Proszę przekształcić w listę JSON ciągów znaków wiersze od tego, który zawiera „of the dirt”, do tego, który zawiera „[[[256,135],[244,135],[244,139],[254,142],[256,142]]]”, oba włącznie. Każdy wiersz ma być osobnym ciągiem, a puste wiersze należy pominąć.

[Wpisy ze zbioru danych]
-----

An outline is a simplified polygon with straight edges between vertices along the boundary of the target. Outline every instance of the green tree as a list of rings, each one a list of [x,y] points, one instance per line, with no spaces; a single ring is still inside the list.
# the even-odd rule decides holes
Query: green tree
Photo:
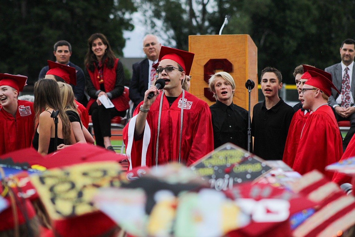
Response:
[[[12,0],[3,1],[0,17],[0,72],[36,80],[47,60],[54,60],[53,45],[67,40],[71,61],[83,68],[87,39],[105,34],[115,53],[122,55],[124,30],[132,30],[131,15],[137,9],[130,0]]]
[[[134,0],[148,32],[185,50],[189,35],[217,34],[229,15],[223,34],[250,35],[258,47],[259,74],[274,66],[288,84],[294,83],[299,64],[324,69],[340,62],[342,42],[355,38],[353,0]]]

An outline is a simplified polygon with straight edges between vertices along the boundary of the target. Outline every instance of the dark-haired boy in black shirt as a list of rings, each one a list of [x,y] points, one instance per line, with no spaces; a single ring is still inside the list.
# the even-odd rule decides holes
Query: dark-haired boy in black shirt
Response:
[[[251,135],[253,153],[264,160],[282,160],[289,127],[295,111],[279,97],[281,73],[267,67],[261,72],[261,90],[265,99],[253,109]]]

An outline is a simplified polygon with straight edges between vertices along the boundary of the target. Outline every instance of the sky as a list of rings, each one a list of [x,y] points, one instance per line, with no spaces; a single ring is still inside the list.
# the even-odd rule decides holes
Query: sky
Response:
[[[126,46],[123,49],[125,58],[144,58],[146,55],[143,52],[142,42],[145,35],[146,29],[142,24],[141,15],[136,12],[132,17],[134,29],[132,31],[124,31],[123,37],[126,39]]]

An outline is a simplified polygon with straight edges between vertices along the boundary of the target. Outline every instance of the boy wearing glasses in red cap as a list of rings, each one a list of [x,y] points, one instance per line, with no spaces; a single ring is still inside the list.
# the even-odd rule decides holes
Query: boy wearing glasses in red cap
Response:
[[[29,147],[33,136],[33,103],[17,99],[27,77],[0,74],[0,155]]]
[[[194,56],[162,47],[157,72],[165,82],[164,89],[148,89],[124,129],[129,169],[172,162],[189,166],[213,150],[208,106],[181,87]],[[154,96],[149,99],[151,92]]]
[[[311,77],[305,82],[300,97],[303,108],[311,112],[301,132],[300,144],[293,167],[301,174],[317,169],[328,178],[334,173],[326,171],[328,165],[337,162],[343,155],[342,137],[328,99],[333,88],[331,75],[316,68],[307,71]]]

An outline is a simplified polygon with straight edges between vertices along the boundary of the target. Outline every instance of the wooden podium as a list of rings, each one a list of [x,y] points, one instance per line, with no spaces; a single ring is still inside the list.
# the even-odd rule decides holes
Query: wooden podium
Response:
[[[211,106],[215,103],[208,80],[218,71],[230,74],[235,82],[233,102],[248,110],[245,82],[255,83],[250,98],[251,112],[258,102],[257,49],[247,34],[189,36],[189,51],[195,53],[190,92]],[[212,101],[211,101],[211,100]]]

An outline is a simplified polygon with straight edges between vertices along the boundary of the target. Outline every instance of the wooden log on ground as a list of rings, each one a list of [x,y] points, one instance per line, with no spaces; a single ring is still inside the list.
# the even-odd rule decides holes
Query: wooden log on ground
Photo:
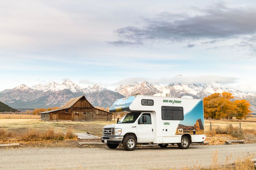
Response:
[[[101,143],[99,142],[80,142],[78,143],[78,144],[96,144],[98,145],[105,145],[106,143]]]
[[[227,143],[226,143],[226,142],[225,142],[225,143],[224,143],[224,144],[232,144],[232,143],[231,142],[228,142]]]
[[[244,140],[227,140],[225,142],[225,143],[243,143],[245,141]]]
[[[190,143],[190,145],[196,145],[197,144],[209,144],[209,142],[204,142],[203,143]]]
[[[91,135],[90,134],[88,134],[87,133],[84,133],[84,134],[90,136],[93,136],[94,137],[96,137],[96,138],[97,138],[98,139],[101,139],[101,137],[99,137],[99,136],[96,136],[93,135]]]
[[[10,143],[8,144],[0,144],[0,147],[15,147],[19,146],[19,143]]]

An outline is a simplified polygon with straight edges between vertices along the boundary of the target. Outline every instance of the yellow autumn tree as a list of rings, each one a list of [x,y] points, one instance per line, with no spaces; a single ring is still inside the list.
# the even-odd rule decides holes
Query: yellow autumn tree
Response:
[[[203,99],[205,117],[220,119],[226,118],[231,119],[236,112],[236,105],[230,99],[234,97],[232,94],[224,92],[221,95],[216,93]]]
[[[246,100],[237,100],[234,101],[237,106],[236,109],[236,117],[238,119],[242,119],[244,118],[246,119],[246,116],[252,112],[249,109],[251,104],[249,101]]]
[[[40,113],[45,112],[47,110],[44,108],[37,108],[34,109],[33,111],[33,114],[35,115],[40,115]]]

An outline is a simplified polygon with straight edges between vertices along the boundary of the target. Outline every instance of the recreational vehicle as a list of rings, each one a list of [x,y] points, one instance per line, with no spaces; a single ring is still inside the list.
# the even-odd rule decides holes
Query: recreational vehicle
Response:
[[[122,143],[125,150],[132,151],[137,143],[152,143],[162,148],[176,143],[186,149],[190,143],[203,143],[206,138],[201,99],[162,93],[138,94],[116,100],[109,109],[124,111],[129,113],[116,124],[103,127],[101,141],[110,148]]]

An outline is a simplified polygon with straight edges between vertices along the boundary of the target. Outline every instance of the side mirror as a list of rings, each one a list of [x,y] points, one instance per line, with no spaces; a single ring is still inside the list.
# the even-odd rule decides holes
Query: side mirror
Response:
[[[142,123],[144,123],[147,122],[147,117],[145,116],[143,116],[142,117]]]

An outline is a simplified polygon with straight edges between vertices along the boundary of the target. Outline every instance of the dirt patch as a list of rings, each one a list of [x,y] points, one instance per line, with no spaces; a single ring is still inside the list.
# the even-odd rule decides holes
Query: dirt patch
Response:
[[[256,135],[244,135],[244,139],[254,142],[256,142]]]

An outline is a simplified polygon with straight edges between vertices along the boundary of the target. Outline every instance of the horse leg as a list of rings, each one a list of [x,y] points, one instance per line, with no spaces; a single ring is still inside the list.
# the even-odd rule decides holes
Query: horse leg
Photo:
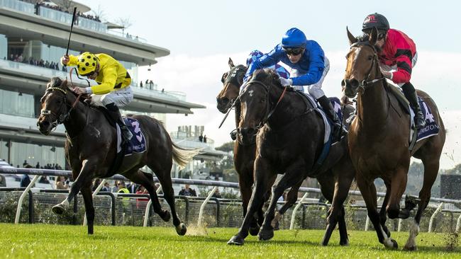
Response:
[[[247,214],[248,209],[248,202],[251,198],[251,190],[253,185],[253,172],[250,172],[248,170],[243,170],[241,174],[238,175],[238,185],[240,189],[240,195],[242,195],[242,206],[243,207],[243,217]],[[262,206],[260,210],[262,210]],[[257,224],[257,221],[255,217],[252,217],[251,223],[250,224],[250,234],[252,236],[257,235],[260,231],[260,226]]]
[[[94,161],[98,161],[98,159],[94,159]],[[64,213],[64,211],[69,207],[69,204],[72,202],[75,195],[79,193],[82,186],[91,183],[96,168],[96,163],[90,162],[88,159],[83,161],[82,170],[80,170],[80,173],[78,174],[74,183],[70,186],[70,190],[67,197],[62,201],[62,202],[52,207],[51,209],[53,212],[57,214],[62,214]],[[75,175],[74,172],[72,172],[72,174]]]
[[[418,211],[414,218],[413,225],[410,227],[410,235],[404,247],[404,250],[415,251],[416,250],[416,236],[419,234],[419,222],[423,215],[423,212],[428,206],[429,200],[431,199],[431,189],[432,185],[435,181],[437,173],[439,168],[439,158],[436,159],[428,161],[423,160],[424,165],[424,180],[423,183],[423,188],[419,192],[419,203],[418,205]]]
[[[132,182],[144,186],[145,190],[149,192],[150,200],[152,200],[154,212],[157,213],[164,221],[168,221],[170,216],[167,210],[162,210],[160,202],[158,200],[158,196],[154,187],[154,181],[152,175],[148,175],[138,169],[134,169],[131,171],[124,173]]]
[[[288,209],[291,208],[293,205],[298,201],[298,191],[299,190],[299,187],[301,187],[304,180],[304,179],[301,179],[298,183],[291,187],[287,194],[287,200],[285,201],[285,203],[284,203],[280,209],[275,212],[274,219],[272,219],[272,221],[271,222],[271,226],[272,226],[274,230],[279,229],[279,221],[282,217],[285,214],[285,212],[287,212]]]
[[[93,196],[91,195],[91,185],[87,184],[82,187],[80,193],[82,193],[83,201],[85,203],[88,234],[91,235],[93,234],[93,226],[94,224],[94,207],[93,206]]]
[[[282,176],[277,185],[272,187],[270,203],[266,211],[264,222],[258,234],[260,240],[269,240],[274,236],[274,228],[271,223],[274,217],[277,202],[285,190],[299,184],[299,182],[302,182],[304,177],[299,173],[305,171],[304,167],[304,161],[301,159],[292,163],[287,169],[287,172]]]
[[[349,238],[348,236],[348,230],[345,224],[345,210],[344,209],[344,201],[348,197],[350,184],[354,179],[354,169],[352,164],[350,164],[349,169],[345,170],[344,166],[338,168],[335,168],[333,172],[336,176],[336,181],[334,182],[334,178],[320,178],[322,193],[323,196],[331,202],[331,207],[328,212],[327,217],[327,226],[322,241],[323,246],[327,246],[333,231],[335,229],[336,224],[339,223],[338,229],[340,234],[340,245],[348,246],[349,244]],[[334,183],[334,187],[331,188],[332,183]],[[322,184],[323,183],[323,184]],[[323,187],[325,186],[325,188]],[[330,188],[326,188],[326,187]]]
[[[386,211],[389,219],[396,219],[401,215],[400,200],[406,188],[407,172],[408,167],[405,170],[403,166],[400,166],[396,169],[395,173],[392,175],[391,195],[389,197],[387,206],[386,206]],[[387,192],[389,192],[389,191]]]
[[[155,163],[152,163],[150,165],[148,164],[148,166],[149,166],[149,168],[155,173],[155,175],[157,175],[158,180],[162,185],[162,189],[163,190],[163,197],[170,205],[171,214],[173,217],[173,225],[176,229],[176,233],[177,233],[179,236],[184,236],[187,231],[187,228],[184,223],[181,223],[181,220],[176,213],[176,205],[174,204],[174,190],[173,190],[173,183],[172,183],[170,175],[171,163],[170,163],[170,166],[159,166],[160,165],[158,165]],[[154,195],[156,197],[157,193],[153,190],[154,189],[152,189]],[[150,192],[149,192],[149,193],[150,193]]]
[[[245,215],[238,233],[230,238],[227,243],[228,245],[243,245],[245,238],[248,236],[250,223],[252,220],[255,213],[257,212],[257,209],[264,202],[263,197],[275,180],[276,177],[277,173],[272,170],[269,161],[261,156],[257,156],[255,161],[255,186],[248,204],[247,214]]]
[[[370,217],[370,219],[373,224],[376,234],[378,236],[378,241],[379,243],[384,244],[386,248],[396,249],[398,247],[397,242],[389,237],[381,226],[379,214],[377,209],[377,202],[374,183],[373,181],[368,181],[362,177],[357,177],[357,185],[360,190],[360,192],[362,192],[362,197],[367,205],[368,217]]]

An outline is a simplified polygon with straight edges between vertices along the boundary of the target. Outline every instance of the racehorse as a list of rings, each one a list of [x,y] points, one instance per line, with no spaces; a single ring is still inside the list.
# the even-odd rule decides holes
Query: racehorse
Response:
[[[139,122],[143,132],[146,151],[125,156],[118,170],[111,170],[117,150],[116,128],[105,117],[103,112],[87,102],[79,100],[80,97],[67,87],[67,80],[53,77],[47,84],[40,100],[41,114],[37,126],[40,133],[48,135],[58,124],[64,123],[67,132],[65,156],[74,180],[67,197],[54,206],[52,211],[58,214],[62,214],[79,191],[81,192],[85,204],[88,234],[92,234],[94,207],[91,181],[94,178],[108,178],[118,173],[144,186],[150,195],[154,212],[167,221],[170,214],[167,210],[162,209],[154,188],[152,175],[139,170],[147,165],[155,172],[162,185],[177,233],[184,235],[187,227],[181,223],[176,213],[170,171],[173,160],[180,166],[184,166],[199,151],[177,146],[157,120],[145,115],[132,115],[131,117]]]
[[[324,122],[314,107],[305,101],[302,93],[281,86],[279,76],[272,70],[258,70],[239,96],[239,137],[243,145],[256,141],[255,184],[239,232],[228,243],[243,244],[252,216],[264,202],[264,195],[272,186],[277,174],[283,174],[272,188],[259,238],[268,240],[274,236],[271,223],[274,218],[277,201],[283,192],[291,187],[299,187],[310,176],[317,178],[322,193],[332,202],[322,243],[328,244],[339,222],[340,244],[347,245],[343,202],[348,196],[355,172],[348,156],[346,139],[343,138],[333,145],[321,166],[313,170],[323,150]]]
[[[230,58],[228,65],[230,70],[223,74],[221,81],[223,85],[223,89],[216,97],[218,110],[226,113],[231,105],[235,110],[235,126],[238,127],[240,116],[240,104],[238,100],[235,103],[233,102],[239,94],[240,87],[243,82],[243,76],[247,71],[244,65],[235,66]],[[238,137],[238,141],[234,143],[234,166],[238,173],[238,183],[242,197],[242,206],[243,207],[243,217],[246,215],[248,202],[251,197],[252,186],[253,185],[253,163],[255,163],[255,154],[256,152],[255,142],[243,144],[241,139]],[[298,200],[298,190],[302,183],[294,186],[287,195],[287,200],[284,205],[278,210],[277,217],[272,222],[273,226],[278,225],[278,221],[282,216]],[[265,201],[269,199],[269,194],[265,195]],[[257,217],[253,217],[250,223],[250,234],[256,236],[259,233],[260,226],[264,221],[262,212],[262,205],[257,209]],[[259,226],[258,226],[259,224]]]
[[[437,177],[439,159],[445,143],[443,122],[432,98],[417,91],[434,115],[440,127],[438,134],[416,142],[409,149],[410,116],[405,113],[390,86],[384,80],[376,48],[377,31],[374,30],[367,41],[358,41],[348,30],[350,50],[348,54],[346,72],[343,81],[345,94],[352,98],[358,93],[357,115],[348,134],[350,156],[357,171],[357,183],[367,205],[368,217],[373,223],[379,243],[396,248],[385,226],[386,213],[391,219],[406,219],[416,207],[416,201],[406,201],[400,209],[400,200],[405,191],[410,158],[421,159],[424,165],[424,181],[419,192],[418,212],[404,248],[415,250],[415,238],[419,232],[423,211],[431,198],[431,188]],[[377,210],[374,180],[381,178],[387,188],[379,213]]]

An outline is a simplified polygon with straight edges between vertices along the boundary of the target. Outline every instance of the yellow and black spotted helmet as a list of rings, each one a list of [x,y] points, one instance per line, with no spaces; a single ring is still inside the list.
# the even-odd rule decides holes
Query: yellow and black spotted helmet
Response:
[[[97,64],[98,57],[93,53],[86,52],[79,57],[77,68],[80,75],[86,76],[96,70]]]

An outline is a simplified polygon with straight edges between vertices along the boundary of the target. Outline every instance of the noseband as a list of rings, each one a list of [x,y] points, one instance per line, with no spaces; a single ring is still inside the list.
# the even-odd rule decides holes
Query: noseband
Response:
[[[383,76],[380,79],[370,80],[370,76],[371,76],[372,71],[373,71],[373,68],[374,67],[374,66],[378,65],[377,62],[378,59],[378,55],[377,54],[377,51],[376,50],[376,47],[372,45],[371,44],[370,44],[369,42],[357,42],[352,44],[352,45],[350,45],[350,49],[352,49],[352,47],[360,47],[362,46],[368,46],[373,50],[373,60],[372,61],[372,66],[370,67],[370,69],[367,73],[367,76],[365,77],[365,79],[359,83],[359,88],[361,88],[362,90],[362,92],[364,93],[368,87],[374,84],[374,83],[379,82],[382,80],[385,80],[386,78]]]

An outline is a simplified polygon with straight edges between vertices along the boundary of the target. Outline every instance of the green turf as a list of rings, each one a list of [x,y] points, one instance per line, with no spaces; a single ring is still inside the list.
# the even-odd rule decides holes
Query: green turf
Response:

-----

▶ Wynik końcowy:
[
  "An outline is a simplified polygon with straight edges between vertices along the boundary of the target. Outline every instance of the dirt patch as a list of rings, each one a list of [x,y] points, one instance per line, with no spaces; a single ring is still inside the list.",
  "# the even-odd rule decides holes",
  "Query: dirt patch",
  "Response:",
  "[[[256,135],[244,135],[244,139],[254,142],[256,142]]]"
]